Work to complete :: Somewhere below are a line with "[locate] hardwood floor" and a later line with "[locate] decorative vase". Output exactly those lines and all lines between them.

(Saved data entries)
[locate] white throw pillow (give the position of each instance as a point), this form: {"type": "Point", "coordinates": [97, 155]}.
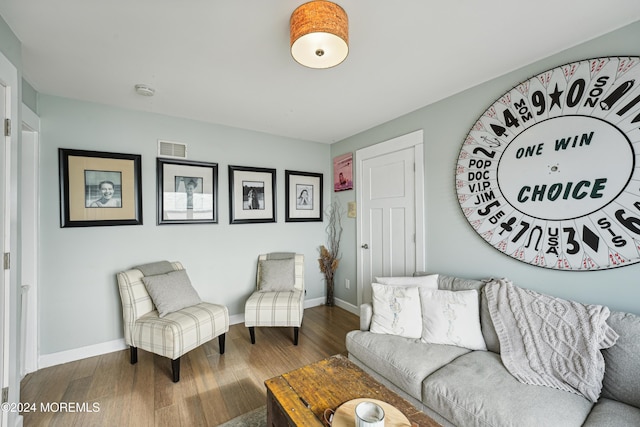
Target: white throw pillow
{"type": "Point", "coordinates": [451, 317]}
{"type": "Point", "coordinates": [277, 275]}
{"type": "Point", "coordinates": [171, 292]}
{"type": "Point", "coordinates": [430, 281]}
{"type": "Point", "coordinates": [396, 311]}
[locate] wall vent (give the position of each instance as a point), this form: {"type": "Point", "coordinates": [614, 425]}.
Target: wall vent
{"type": "Point", "coordinates": [172, 149]}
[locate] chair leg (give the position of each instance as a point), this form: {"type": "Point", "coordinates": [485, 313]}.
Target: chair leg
{"type": "Point", "coordinates": [221, 340]}
{"type": "Point", "coordinates": [175, 367]}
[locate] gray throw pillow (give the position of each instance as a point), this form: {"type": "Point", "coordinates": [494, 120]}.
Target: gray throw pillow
{"type": "Point", "coordinates": [171, 292]}
{"type": "Point", "coordinates": [276, 275]}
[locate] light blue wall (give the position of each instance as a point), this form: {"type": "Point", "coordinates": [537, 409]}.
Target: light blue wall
{"type": "Point", "coordinates": [10, 45]}
{"type": "Point", "coordinates": [452, 246]}
{"type": "Point", "coordinates": [79, 300]}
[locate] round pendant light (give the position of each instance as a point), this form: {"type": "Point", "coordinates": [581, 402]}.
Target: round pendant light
{"type": "Point", "coordinates": [319, 34]}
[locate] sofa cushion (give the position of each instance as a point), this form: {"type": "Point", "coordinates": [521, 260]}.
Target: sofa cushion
{"type": "Point", "coordinates": [623, 358]}
{"type": "Point", "coordinates": [476, 389]}
{"type": "Point", "coordinates": [451, 317]}
{"type": "Point", "coordinates": [609, 413]}
{"type": "Point", "coordinates": [396, 311]}
{"type": "Point", "coordinates": [404, 362]}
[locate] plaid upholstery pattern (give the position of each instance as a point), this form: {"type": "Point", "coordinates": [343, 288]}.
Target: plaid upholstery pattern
{"type": "Point", "coordinates": [284, 308]}
{"type": "Point", "coordinates": [176, 333]}
{"type": "Point", "coordinates": [180, 332]}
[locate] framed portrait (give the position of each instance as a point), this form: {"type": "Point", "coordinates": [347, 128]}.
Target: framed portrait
{"type": "Point", "coordinates": [303, 194]}
{"type": "Point", "coordinates": [343, 172]}
{"type": "Point", "coordinates": [187, 192]}
{"type": "Point", "coordinates": [99, 188]}
{"type": "Point", "coordinates": [252, 195]}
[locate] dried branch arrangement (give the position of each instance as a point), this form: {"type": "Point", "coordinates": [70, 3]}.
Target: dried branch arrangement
{"type": "Point", "coordinates": [330, 256]}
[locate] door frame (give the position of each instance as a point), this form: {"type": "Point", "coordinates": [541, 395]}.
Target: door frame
{"type": "Point", "coordinates": [30, 178]}
{"type": "Point", "coordinates": [416, 140]}
{"type": "Point", "coordinates": [8, 323]}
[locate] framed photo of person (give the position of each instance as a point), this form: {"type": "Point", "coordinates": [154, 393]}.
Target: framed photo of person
{"type": "Point", "coordinates": [252, 195]}
{"type": "Point", "coordinates": [343, 172]}
{"type": "Point", "coordinates": [187, 191]}
{"type": "Point", "coordinates": [303, 195]}
{"type": "Point", "coordinates": [99, 188]}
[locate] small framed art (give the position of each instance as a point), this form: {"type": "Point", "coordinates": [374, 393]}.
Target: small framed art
{"type": "Point", "coordinates": [343, 172]}
{"type": "Point", "coordinates": [252, 195]}
{"type": "Point", "coordinates": [187, 192]}
{"type": "Point", "coordinates": [303, 194]}
{"type": "Point", "coordinates": [99, 188]}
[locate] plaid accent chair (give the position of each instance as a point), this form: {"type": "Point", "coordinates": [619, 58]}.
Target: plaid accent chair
{"type": "Point", "coordinates": [174, 334]}
{"type": "Point", "coordinates": [279, 296]}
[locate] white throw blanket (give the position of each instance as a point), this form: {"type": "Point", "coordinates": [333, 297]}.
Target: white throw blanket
{"type": "Point", "coordinates": [549, 341]}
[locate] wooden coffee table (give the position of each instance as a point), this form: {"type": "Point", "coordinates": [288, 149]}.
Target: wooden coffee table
{"type": "Point", "coordinates": [300, 397]}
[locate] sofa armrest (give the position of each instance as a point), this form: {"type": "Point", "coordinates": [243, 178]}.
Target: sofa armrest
{"type": "Point", "coordinates": [366, 313]}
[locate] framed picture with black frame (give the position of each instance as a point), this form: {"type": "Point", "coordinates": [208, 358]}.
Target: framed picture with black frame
{"type": "Point", "coordinates": [303, 195]}
{"type": "Point", "coordinates": [252, 195]}
{"type": "Point", "coordinates": [99, 188]}
{"type": "Point", "coordinates": [187, 192]}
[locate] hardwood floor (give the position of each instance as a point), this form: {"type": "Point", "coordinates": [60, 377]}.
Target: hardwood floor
{"type": "Point", "coordinates": [108, 391]}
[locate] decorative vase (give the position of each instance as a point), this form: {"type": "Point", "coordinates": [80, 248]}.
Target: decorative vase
{"type": "Point", "coordinates": [329, 301]}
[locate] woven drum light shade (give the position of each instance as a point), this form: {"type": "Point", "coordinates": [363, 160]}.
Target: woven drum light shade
{"type": "Point", "coordinates": [319, 34]}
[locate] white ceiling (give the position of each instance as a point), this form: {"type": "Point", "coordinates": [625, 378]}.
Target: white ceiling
{"type": "Point", "coordinates": [228, 61]}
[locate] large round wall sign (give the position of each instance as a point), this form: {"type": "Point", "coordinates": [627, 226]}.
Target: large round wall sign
{"type": "Point", "coordinates": [548, 174]}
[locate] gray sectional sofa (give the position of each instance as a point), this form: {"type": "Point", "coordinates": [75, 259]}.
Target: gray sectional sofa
{"type": "Point", "coordinates": [461, 387]}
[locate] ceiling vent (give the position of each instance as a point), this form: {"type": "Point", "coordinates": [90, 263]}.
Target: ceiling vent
{"type": "Point", "coordinates": [172, 149]}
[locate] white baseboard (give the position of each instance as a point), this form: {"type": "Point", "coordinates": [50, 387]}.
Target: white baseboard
{"type": "Point", "coordinates": [348, 306]}
{"type": "Point", "coordinates": [52, 359]}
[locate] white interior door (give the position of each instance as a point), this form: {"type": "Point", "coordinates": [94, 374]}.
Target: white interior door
{"type": "Point", "coordinates": [390, 215]}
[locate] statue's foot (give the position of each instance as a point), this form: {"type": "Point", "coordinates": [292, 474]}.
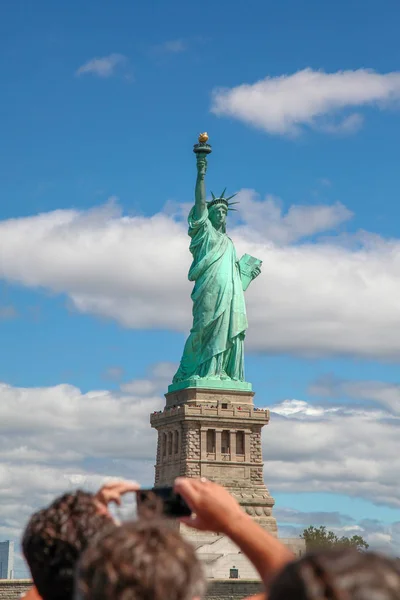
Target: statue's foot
{"type": "Point", "coordinates": [224, 376]}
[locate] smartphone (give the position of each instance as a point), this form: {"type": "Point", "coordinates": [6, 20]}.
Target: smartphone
{"type": "Point", "coordinates": [162, 501]}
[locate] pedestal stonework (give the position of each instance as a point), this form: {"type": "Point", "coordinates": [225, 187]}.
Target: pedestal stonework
{"type": "Point", "coordinates": [215, 434]}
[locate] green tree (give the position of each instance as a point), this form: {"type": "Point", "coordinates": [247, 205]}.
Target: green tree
{"type": "Point", "coordinates": [320, 537]}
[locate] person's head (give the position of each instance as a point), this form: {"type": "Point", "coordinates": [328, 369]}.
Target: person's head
{"type": "Point", "coordinates": [338, 574]}
{"type": "Point", "coordinates": [54, 539]}
{"type": "Point", "coordinates": [217, 215]}
{"type": "Point", "coordinates": [138, 561]}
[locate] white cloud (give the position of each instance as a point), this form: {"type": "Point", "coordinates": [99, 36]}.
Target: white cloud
{"type": "Point", "coordinates": [171, 47]}
{"type": "Point", "coordinates": [384, 393]}
{"type": "Point", "coordinates": [266, 220]}
{"type": "Point", "coordinates": [289, 103]}
{"type": "Point", "coordinates": [102, 67]}
{"type": "Point", "coordinates": [311, 299]}
{"type": "Point", "coordinates": [337, 449]}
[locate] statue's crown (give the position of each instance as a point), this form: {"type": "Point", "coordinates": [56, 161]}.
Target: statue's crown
{"type": "Point", "coordinates": [222, 200]}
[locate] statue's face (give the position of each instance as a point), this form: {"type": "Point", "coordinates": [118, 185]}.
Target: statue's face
{"type": "Point", "coordinates": [217, 216]}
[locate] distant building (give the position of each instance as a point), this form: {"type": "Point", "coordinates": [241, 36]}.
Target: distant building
{"type": "Point", "coordinates": [6, 560]}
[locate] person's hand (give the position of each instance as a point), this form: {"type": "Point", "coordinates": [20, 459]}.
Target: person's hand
{"type": "Point", "coordinates": [213, 507]}
{"type": "Point", "coordinates": [112, 492]}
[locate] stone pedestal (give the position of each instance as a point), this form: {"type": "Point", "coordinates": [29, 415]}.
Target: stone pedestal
{"type": "Point", "coordinates": [215, 434]}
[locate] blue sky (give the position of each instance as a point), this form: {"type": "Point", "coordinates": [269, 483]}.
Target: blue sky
{"type": "Point", "coordinates": [100, 108]}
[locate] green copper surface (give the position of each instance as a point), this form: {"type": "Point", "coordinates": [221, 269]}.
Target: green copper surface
{"type": "Point", "coordinates": [213, 356]}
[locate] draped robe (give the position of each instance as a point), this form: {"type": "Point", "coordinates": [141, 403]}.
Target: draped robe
{"type": "Point", "coordinates": [214, 348]}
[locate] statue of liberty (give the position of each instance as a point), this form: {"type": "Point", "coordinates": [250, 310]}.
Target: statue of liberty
{"type": "Point", "coordinates": [214, 350]}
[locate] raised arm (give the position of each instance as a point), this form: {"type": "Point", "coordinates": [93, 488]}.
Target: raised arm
{"type": "Point", "coordinates": [200, 189]}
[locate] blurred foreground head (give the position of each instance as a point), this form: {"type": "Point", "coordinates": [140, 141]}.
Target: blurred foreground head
{"type": "Point", "coordinates": [54, 539]}
{"type": "Point", "coordinates": [138, 561]}
{"type": "Point", "coordinates": [338, 574]}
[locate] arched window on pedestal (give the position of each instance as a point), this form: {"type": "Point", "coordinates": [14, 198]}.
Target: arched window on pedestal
{"type": "Point", "coordinates": [210, 441]}
{"type": "Point", "coordinates": [225, 442]}
{"type": "Point", "coordinates": [240, 442]}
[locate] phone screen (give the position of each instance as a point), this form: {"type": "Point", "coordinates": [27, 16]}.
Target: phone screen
{"type": "Point", "coordinates": [162, 501]}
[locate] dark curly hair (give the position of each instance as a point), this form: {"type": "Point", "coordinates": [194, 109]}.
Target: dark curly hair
{"type": "Point", "coordinates": [54, 539]}
{"type": "Point", "coordinates": [145, 560]}
{"type": "Point", "coordinates": [338, 574]}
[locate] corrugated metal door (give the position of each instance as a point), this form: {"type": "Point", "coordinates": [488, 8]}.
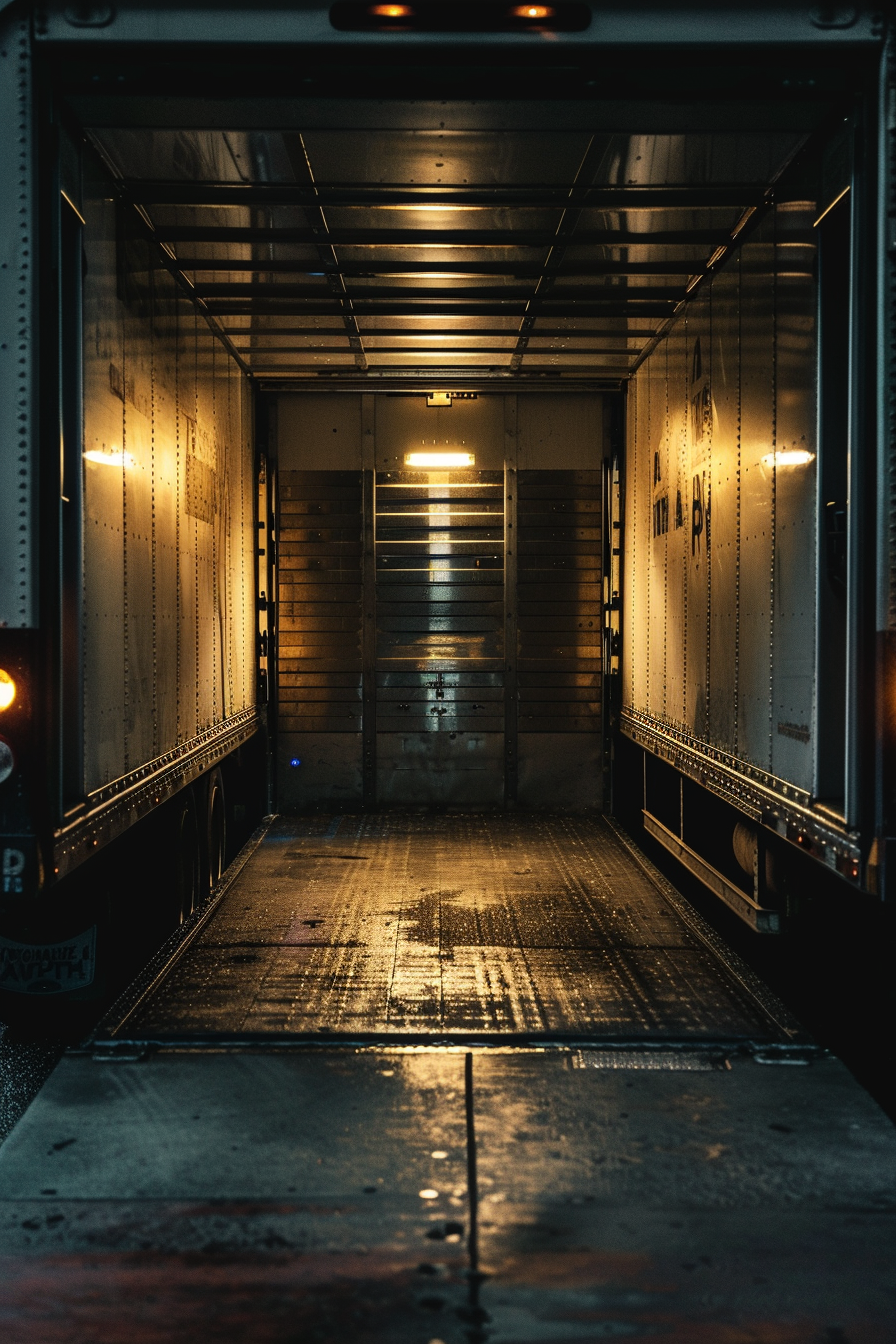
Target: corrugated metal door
{"type": "Point", "coordinates": [439, 637]}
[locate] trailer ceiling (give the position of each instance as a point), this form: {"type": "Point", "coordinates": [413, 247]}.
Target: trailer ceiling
{"type": "Point", "coordinates": [388, 241]}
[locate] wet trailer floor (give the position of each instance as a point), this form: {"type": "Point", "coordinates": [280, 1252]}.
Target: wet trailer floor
{"type": "Point", "coordinates": [554, 1112]}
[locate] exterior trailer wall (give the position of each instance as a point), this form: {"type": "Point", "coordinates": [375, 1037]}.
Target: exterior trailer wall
{"type": "Point", "coordinates": [168, 488]}
{"type": "Point", "coordinates": [720, 535]}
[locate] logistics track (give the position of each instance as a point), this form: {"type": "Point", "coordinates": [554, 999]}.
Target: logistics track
{"type": "Point", "coordinates": [411, 1077]}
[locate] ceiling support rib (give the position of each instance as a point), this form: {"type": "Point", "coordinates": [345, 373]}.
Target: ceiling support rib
{"type": "Point", "coordinates": [328, 258]}
{"type": "Point", "coordinates": [458, 332]}
{"type": "Point", "coordinates": [433, 237]}
{"type": "Point", "coordinates": [587, 171]}
{"type": "Point", "coordinates": [720, 196]}
{"type": "Point", "coordinates": [396, 269]}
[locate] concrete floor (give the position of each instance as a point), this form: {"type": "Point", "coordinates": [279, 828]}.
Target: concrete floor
{"type": "Point", "coordinates": [407, 924]}
{"type": "Point", "coordinates": [728, 1188]}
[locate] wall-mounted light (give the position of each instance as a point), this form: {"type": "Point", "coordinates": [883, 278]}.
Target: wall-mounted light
{"type": "Point", "coordinates": [439, 461]}
{"type": "Point", "coordinates": [109, 457]}
{"type": "Point", "coordinates": [789, 457]}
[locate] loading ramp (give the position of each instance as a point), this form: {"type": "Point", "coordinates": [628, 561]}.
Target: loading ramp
{"type": "Point", "coordinates": [495, 928]}
{"type": "Point", "coordinates": [550, 1106]}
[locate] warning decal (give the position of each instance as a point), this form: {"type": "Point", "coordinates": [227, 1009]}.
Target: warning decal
{"type": "Point", "coordinates": [49, 968]}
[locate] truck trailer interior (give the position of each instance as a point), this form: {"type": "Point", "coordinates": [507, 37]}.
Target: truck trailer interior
{"type": "Point", "coordinates": [448, 598]}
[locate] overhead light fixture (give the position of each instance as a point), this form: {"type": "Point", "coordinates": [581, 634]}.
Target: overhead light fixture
{"type": "Point", "coordinates": [439, 461]}
{"type": "Point", "coordinates": [789, 457]}
{"type": "Point", "coordinates": [109, 457]}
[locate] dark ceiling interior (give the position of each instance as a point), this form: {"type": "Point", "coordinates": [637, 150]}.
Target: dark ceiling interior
{"type": "Point", "coordinates": [442, 253]}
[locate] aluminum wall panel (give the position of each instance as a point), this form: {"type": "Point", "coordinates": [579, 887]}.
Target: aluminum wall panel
{"type": "Point", "coordinates": [735, 581]}
{"type": "Point", "coordinates": [758, 483]}
{"type": "Point", "coordinates": [795, 497]}
{"type": "Point", "coordinates": [638, 504]}
{"type": "Point", "coordinates": [18, 460]}
{"type": "Point", "coordinates": [679, 539]}
{"type": "Point", "coordinates": [697, 433]}
{"type": "Point", "coordinates": [104, 489]}
{"type": "Point", "coordinates": [657, 538]}
{"type": "Point", "coordinates": [168, 596]}
{"type": "Point", "coordinates": [724, 508]}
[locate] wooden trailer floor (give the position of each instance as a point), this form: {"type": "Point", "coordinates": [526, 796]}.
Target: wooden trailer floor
{"type": "Point", "coordinates": [548, 1110]}
{"type": "Point", "coordinates": [456, 925]}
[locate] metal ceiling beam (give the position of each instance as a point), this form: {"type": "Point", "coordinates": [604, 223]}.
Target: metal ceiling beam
{"type": "Point", "coordinates": [253, 352]}
{"type": "Point", "coordinates": [732, 196]}
{"type": "Point", "coordinates": [519, 270]}
{"type": "Point", "coordinates": [327, 256]}
{"type": "Point", "coordinates": [586, 172]}
{"type": "Point", "coordinates": [437, 237]}
{"type": "Point", "coordinates": [542, 332]}
{"type": "Point", "coordinates": [413, 299]}
{"type": "Point", "coordinates": [590, 370]}
{"type": "Point", "coordinates": [386, 308]}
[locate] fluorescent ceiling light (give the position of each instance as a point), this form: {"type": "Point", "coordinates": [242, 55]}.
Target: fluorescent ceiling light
{"type": "Point", "coordinates": [109, 457]}
{"type": "Point", "coordinates": [789, 457]}
{"type": "Point", "coordinates": [439, 460]}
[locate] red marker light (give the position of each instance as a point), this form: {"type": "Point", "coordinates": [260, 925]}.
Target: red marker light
{"type": "Point", "coordinates": [7, 690]}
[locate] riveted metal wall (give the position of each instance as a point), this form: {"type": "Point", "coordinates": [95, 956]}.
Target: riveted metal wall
{"type": "Point", "coordinates": [18, 467]}
{"type": "Point", "coordinates": [168, 489]}
{"type": "Point", "coordinates": [720, 528]}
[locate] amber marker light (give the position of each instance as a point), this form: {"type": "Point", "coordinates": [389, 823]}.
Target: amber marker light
{"type": "Point", "coordinates": [7, 690]}
{"type": "Point", "coordinates": [109, 457]}
{"type": "Point", "coordinates": [439, 460]}
{"type": "Point", "coordinates": [789, 457]}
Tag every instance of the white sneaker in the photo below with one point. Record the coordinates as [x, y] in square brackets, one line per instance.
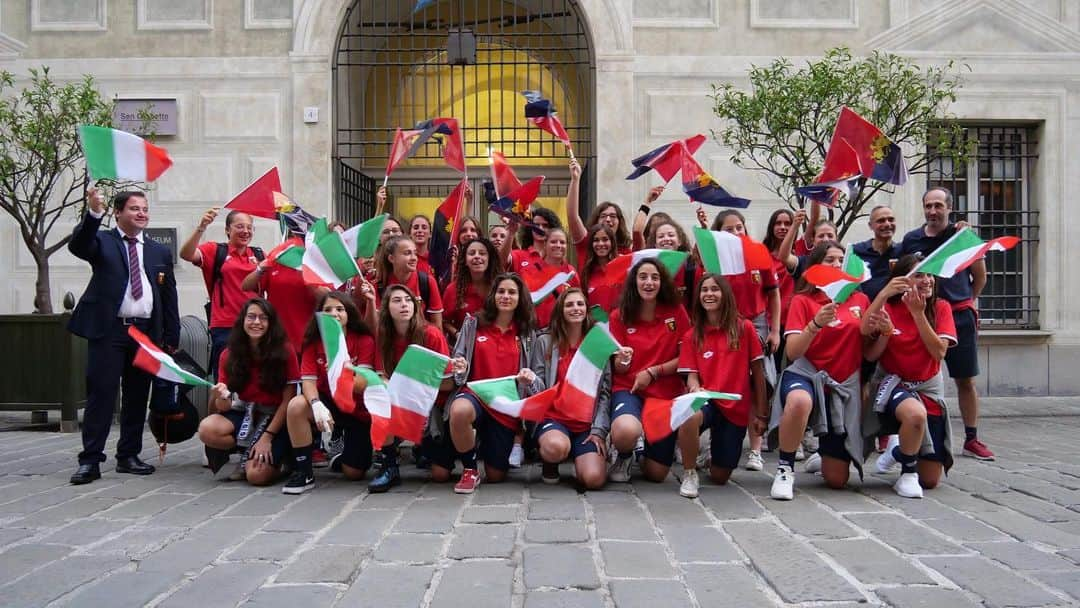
[754, 461]
[907, 485]
[783, 484]
[689, 486]
[619, 472]
[704, 449]
[886, 462]
[516, 456]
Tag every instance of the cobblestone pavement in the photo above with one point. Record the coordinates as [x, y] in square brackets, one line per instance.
[1000, 534]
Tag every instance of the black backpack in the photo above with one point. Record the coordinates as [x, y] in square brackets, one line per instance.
[215, 275]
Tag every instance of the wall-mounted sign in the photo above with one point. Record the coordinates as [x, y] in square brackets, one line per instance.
[164, 235]
[143, 117]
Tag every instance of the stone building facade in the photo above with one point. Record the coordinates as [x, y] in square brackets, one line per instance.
[262, 82]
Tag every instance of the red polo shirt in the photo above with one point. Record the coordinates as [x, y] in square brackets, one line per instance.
[457, 308]
[292, 298]
[253, 391]
[836, 349]
[655, 342]
[361, 349]
[238, 265]
[751, 289]
[496, 354]
[721, 368]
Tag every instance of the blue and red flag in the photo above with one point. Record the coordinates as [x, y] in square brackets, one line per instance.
[444, 230]
[515, 204]
[541, 112]
[666, 160]
[502, 175]
[454, 148]
[700, 186]
[878, 157]
[840, 175]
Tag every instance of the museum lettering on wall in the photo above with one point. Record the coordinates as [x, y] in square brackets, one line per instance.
[146, 116]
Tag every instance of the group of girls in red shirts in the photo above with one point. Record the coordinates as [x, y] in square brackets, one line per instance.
[678, 333]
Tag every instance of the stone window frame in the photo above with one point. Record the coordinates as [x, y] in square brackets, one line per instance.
[102, 24]
[252, 22]
[143, 23]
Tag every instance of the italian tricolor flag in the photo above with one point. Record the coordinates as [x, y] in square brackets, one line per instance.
[118, 154]
[326, 258]
[661, 417]
[543, 283]
[577, 396]
[620, 267]
[153, 361]
[339, 370]
[288, 254]
[400, 407]
[724, 253]
[363, 239]
[500, 394]
[960, 252]
[839, 283]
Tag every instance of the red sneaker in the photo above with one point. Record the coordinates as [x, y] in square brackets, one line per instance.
[468, 483]
[977, 449]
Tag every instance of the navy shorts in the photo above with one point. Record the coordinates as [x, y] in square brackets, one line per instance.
[281, 449]
[725, 447]
[962, 360]
[578, 444]
[625, 403]
[496, 441]
[934, 423]
[828, 444]
[355, 433]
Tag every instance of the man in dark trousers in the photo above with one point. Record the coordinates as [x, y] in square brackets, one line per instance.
[132, 285]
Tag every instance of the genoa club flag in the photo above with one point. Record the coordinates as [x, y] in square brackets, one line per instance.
[444, 231]
[702, 188]
[666, 160]
[541, 112]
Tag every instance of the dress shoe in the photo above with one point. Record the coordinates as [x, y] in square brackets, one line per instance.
[85, 474]
[387, 478]
[134, 465]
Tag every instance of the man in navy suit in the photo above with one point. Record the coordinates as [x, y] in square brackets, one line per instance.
[132, 284]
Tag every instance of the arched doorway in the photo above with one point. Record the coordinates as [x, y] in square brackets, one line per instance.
[394, 66]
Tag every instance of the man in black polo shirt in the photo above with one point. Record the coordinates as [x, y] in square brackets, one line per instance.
[961, 292]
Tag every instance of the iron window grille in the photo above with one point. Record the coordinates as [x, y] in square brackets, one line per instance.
[994, 192]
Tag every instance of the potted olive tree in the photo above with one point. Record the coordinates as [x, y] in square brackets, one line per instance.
[42, 187]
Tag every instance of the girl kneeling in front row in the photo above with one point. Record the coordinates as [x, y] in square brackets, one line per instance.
[563, 433]
[720, 352]
[315, 403]
[257, 375]
[500, 341]
[912, 337]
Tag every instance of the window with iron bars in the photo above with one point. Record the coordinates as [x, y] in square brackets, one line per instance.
[994, 192]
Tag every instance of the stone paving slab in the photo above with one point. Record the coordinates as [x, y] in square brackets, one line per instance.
[996, 534]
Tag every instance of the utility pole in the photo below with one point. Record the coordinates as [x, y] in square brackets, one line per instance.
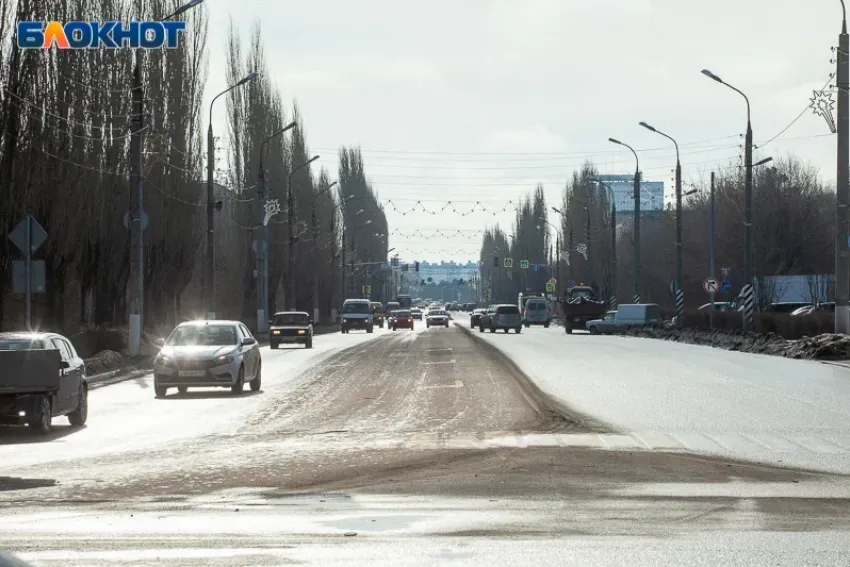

Exercise answer ::
[locate] hardwood floor (give the position of each instance as a point), this form: {"type": "Point", "coordinates": [60, 377]}.
Target: hardwood floor
{"type": "Point", "coordinates": [108, 391]}
[locate] decorative vase (give the position of each instance as a point), this form: {"type": "Point", "coordinates": [80, 248]}.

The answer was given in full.